> _Do this_
Count the lines in the material below that contain the string "soil", treating uppercase and lowercase as different. Reply with the number alone.

-- Start --

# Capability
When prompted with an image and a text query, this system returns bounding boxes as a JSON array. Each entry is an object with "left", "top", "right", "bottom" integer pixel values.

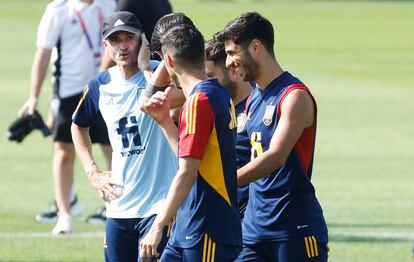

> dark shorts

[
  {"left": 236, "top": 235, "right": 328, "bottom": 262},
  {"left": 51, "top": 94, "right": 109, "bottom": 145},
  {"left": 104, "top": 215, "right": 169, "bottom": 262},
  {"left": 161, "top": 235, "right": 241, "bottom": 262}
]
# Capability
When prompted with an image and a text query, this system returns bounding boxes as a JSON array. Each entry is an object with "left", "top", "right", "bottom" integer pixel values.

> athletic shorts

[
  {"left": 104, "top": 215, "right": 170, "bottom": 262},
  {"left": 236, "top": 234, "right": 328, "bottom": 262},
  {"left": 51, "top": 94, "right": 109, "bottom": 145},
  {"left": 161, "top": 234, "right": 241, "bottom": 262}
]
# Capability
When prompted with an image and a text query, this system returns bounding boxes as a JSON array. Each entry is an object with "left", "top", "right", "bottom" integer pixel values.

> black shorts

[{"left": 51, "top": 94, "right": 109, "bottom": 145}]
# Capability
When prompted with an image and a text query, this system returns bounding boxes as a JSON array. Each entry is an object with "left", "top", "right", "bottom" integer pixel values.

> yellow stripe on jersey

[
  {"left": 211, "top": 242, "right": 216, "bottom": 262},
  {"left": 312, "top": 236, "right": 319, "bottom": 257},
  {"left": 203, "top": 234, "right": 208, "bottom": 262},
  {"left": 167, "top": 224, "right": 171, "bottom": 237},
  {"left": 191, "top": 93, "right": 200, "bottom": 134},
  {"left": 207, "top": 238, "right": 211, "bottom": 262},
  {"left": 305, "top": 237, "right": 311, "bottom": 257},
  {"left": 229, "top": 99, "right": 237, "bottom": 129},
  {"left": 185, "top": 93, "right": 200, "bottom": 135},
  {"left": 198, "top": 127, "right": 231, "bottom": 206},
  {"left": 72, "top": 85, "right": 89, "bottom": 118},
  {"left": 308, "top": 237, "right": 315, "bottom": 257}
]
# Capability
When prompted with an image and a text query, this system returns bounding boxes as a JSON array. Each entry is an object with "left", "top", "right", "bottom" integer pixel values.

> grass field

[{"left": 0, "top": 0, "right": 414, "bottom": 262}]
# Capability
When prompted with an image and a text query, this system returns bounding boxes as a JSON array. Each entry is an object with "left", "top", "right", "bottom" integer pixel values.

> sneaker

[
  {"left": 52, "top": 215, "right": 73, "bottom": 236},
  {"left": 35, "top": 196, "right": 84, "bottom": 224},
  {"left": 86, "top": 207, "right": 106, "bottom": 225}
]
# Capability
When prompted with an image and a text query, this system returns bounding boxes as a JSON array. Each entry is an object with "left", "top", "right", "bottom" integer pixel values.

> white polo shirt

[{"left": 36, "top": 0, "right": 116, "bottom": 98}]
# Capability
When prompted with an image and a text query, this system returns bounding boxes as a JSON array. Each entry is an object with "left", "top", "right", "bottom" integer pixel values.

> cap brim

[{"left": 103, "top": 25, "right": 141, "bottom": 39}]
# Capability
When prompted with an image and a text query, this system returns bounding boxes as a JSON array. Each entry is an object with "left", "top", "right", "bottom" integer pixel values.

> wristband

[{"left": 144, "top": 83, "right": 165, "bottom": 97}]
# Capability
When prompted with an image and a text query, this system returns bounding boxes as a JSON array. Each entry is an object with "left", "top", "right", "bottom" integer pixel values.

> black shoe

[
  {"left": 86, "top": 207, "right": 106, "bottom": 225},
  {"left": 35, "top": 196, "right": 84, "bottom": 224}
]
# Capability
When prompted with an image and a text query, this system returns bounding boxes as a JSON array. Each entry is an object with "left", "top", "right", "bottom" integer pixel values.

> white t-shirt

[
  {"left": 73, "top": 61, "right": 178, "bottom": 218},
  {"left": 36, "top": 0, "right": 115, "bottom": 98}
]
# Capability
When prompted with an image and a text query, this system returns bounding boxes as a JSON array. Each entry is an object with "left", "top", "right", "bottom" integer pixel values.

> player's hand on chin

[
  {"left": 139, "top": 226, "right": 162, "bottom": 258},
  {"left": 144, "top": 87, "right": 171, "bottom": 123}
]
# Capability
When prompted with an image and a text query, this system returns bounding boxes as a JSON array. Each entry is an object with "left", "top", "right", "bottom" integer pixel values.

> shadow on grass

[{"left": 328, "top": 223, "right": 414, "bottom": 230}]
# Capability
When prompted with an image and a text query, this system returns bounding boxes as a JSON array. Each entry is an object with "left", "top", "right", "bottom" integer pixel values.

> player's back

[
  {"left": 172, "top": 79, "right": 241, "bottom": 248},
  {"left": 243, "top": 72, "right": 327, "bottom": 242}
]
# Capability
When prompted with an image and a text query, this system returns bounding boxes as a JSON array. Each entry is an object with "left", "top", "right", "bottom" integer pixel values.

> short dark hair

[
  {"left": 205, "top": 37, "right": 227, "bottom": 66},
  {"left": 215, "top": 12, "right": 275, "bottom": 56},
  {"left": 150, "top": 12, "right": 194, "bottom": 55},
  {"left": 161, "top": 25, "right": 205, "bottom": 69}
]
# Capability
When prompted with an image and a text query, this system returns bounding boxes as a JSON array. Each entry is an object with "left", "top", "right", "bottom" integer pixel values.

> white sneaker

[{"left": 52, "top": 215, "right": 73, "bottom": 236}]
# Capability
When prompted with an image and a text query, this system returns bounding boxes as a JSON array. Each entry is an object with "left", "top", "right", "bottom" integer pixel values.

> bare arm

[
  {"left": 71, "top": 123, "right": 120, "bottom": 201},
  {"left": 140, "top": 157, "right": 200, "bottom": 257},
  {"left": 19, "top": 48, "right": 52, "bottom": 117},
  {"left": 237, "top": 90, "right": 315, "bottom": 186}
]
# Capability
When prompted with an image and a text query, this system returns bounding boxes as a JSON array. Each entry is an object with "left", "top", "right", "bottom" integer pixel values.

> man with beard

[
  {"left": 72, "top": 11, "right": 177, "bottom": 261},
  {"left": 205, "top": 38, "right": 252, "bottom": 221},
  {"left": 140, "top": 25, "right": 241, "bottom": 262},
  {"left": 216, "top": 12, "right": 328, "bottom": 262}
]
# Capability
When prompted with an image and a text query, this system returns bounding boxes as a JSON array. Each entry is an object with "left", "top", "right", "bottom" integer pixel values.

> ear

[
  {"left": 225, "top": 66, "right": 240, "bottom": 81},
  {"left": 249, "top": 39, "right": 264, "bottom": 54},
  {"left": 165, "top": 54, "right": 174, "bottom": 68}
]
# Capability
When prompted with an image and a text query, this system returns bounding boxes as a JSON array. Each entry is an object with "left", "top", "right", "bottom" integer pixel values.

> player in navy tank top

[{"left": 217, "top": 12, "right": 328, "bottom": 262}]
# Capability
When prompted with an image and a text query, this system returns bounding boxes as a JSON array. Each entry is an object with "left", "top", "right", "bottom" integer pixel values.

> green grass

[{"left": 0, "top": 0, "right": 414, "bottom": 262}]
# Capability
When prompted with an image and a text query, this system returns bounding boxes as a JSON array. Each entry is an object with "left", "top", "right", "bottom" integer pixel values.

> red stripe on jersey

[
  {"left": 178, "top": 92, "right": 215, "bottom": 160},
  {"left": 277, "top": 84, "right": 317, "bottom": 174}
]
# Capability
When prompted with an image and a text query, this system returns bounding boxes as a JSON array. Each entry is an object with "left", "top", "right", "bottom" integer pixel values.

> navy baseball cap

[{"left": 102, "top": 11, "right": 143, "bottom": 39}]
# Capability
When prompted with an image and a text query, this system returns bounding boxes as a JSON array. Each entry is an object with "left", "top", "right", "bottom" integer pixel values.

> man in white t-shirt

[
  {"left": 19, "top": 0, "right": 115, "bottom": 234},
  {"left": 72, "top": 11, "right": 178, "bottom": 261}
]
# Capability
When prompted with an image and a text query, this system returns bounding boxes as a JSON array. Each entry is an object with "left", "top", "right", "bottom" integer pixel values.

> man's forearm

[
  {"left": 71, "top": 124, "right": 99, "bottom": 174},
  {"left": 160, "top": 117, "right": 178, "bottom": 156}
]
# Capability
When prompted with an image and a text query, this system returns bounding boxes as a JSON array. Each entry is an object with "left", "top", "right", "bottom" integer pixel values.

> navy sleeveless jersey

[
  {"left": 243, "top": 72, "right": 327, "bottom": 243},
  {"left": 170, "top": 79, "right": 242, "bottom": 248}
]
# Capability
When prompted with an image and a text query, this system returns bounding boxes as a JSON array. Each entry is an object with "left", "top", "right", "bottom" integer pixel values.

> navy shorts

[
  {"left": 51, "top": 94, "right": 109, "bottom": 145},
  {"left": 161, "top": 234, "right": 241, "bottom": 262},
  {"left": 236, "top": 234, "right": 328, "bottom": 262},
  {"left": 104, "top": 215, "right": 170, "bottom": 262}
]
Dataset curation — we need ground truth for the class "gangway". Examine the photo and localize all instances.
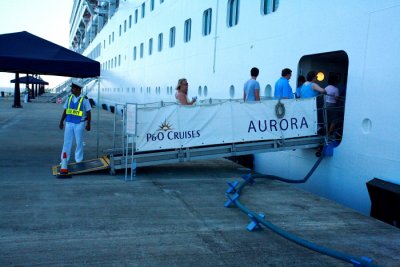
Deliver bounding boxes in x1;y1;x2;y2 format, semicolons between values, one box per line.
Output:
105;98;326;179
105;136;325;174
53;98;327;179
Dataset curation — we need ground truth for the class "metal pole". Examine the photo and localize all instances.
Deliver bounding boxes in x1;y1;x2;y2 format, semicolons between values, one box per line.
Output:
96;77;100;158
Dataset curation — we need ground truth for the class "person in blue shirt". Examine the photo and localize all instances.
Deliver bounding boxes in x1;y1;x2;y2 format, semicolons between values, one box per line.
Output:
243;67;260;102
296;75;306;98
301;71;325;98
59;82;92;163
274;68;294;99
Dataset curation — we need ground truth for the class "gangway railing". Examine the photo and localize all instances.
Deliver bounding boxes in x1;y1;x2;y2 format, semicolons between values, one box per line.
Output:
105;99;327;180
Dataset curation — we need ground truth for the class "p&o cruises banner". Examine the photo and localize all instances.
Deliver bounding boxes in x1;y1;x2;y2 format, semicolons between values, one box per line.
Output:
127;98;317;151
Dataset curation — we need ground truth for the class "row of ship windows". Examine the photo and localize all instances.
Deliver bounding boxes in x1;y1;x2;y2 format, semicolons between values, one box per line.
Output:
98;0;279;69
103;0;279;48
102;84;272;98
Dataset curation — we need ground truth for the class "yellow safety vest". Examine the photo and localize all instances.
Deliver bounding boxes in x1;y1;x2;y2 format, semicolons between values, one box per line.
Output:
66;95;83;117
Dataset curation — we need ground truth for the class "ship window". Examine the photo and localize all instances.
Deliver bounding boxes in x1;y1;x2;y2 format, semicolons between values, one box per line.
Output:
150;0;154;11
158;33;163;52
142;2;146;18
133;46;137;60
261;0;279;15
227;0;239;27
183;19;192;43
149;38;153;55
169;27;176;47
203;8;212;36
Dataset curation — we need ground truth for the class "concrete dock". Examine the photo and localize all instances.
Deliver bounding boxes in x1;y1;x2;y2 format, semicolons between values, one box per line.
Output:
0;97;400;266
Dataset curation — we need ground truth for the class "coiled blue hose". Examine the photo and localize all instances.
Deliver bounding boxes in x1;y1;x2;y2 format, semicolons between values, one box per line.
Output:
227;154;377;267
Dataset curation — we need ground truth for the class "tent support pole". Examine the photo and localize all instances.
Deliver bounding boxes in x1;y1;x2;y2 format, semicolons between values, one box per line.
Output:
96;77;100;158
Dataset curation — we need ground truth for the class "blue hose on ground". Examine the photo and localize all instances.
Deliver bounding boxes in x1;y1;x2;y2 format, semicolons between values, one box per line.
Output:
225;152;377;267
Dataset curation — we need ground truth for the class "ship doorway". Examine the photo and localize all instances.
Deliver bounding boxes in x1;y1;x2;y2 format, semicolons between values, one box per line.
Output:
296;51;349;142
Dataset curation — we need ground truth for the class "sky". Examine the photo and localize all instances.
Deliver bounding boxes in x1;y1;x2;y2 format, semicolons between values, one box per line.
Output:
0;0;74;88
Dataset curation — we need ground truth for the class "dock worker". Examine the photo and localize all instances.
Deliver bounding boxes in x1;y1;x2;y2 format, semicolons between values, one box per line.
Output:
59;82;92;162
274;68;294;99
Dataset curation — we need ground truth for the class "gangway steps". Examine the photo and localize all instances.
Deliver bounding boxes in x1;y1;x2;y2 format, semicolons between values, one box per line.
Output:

-- End --
-- Start --

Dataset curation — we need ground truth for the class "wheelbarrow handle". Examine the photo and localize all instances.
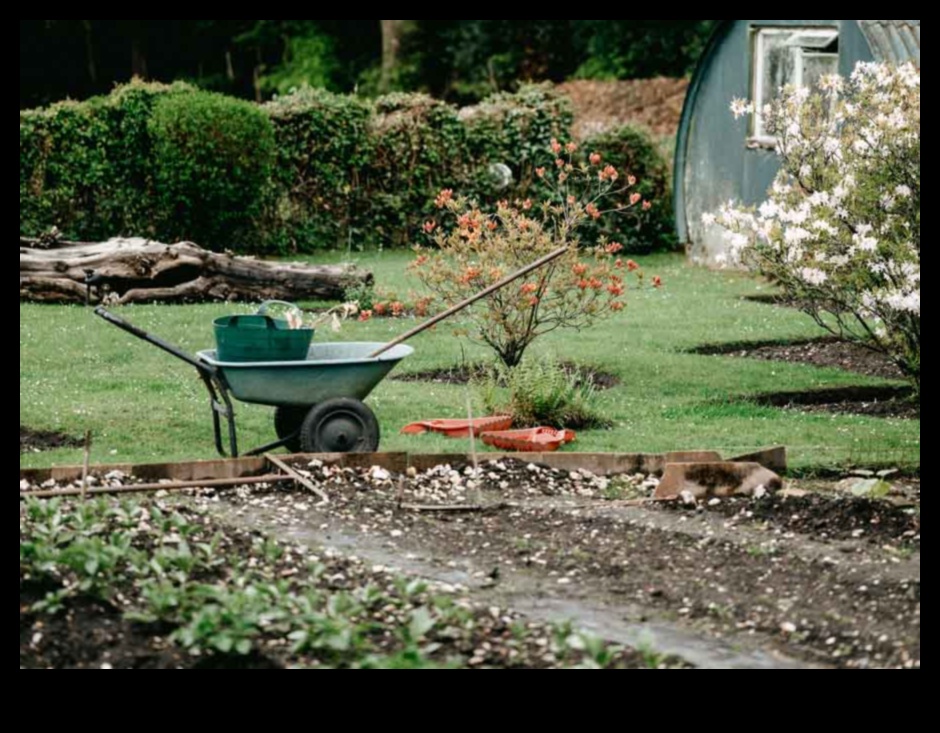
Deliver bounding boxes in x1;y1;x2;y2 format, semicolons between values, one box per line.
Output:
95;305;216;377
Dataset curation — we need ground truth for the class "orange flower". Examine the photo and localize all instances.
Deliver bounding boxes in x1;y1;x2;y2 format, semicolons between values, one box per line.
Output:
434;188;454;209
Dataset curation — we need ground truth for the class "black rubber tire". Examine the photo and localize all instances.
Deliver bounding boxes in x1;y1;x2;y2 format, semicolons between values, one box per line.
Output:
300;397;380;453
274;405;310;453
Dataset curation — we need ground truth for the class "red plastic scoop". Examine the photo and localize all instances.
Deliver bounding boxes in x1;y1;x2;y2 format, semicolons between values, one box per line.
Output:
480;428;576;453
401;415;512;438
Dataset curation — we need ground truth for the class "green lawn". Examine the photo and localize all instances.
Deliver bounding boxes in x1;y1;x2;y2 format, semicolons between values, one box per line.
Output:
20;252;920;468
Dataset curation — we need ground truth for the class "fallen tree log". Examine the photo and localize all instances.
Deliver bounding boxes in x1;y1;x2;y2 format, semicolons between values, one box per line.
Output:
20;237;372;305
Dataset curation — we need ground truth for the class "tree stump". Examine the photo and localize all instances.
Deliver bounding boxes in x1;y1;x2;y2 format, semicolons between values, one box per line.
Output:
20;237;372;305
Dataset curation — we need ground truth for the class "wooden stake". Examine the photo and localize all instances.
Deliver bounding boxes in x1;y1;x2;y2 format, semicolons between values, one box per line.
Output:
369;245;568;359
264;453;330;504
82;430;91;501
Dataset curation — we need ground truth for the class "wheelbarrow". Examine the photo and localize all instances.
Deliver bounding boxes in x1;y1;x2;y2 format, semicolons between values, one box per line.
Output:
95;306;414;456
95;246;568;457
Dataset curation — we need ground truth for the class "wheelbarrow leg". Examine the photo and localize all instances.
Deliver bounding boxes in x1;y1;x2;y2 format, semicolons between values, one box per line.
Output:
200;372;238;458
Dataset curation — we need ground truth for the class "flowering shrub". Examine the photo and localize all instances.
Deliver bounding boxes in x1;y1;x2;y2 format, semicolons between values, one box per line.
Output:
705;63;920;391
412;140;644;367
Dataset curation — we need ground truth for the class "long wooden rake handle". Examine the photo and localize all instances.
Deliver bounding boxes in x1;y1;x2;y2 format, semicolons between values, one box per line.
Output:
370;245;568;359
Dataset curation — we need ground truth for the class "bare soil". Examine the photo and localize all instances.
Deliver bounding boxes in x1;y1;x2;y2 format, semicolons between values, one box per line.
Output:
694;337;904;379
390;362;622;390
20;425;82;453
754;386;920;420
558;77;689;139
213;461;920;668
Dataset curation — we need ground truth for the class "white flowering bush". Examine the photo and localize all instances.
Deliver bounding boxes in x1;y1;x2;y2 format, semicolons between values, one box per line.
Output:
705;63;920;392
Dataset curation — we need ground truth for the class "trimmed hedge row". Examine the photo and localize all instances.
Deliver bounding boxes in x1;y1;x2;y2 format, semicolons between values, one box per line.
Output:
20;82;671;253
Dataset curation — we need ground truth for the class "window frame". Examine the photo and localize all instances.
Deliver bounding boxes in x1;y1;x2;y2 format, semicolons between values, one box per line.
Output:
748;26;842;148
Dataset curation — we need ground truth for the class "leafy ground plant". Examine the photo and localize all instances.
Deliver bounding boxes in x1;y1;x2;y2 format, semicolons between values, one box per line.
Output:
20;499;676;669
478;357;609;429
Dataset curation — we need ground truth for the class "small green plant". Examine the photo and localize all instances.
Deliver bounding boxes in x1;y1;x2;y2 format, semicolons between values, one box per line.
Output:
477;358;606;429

-- End --
-- Start --

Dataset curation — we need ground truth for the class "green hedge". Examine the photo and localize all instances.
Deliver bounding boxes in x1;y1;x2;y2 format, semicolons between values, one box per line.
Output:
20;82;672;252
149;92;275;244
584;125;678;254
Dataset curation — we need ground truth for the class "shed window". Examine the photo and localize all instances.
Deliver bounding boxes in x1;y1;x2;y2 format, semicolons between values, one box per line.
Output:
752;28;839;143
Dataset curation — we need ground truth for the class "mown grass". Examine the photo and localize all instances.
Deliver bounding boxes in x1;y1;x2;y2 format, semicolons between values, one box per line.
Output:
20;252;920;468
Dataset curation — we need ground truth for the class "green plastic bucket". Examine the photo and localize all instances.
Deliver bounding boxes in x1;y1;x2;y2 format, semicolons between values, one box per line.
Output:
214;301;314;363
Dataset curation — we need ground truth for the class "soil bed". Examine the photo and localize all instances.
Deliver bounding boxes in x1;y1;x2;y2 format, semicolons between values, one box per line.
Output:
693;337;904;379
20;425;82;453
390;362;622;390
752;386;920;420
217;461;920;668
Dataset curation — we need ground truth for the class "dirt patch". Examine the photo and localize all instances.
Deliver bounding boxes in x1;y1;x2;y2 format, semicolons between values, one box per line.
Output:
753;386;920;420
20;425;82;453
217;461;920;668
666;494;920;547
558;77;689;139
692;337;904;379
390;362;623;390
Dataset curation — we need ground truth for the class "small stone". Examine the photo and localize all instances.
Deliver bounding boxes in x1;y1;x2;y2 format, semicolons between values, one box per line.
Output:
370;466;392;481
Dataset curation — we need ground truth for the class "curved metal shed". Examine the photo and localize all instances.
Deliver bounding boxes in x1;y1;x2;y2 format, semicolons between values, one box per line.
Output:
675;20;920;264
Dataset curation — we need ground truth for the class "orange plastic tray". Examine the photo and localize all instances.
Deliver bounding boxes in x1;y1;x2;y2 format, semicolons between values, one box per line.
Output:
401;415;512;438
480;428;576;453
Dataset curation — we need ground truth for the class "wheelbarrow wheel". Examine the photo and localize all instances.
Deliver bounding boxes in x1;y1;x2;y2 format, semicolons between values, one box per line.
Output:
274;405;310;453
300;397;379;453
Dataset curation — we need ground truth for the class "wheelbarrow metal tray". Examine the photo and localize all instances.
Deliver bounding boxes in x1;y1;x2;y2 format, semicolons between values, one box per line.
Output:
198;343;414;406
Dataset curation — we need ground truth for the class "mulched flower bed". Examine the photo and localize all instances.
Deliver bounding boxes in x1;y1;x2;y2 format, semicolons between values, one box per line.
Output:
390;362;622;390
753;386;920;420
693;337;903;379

-- End --

> _The output_
2